═════ Entries provided ═════

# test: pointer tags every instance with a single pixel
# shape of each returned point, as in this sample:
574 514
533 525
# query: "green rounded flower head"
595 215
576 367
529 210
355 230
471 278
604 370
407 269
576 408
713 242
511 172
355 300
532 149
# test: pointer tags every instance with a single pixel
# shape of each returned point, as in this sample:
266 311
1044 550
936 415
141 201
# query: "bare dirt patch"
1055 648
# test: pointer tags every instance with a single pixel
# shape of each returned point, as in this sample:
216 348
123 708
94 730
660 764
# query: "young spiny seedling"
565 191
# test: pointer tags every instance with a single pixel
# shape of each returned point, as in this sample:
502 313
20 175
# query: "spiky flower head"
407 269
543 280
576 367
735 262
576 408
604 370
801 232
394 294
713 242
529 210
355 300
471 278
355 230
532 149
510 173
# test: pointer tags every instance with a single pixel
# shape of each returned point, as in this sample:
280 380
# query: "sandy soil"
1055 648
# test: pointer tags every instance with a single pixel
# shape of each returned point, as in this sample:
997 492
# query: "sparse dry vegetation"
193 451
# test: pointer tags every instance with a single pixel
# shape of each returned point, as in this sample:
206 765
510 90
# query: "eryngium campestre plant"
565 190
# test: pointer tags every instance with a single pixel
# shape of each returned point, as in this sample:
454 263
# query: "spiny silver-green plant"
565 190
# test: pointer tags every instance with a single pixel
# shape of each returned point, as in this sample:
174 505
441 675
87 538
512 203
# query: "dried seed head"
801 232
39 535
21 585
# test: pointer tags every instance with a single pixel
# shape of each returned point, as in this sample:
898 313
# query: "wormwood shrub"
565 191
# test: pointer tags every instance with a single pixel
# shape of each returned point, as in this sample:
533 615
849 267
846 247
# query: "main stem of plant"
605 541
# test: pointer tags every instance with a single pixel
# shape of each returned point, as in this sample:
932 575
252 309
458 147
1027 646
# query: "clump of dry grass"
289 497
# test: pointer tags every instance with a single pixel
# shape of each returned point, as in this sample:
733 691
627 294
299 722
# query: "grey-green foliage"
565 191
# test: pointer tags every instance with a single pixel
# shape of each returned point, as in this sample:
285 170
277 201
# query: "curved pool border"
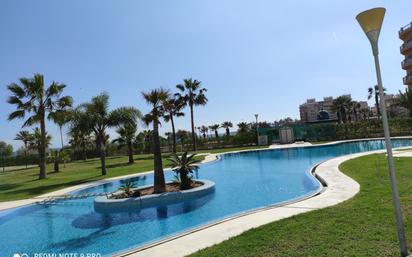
337 188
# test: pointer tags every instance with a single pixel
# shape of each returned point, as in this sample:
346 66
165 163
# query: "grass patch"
361 226
21 184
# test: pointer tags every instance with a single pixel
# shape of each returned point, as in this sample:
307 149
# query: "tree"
79 130
226 125
99 118
405 100
6 150
215 128
204 130
155 98
127 127
374 92
173 108
184 167
192 94
341 105
31 97
37 141
26 137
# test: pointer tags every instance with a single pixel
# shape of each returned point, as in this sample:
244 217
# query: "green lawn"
361 226
21 184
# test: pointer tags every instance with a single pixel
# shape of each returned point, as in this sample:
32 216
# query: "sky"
255 57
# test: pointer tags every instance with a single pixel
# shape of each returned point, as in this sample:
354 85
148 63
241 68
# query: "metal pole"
395 194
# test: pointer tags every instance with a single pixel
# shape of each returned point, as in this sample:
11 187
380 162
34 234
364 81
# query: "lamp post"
257 129
371 23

═════

Work to complete ▸
All records are to be reproduced exactly; the pictures are to be omitted.

Response below ▸
# test: pointer tags every instance with a single pixel
# shape of each returned point, as in this sample:
574 514
533 525
# query: "green rounded flower head"
595 215
576 367
529 210
355 230
471 278
604 370
407 269
576 408
713 242
511 172
355 300
532 149
# test: pointer tags every instance with a single pixel
# shape of each returned point, as in this sample:
266 311
1044 550
936 415
141 201
# query: "bare dirt patch"
1055 648
# test: pointer tags every instance with a single pixel
# shape of each returned point, as in this sample:
216 348
123 708
94 730
660 764
# query: "young spiny seedling"
565 191
# test: pointer tags every instance with a single pixel
# shape of each returned point, as in this sample:
502 313
20 175
# query: "spiky flower head"
407 269
543 280
576 367
735 262
576 408
604 370
801 232
394 294
713 242
529 210
355 300
471 278
355 230
532 149
510 173
# test: pointer tags every instance with a single pixel
# shape of each returned point, as in this sample:
280 380
# query: "sandy soil"
1055 648
# test: pointer tags every instance with a single pixel
# shape of each returned point, as in this sample:
997 492
# query: "sparse dry vegetation"
193 451
# test: pointer tags every instance with a single pixel
# shape of each returned point, as in this sample:
206 765
510 90
# query: "eryngium campestre plant"
565 190
# test: pointer tags every instance with a single pixel
# shape of each returned point, as in this sample:
454 263
# query: "spiny silver-green plant"
565 190
# test: pointer tags every instance with a single pixel
# shape of each returned point, as in this sample:
174 505
441 675
87 538
512 203
# query: "dried seed head"
801 232
39 535
21 585
# test: pointer tags every instance with a single pixel
# shape of each returned point, as in this sample:
898 313
# query: "wormwood shrub"
565 191
# test: pointer tags every instance with a single pixel
# shape of each returned point, as in this sample:
533 615
849 267
846 247
# query: "main stem of plant"
605 541
# test: pointer tags every instance with a single pixel
# shape of each returned point, as in this sample:
932 575
252 309
458 147
1027 646
# query: "clump of dry grass"
289 497
# test: pointer tags every instance with a single pixel
# shape of each returned point, as in this sample:
733 691
627 294
299 722
# query: "grey-green foliage"
565 191
# test: pointer tags every instance with a single pixel
# shape of each returned point, as in this sample:
285 170
277 201
# query: "curved pool border"
337 188
# test: pointer tags every instance with a single pixel
# shape of each returned point, as in this sample:
346 66
165 163
# query: "grass patch"
361 226
21 184
# test: pointer tags every instance with a single pixel
# shape of each returned point, as in this sample:
307 149
# query: "tree"
79 130
226 125
99 118
405 100
6 150
215 128
204 130
155 98
127 127
374 92
173 108
184 167
192 94
341 105
31 97
37 141
26 137
# test: pointer tags every instance with a single pixel
# shape of each returned point, as in this sample:
244 217
# query: "green lawn"
361 226
21 184
# test: pointer tags every instance with a single pixel
# shape of each returned point, as in this sample:
32 216
# query: "sky"
255 57
# test: pointer tags every instance with a single pixel
# shape of each returned point, as in this sample:
354 85
148 63
241 68
# query: "metal pole"
395 194
# test: pointer tags every instance with a single pixel
# shape of each returned point, as in this sample:
11 187
380 162
34 234
364 81
# query: "lamp post"
257 129
371 23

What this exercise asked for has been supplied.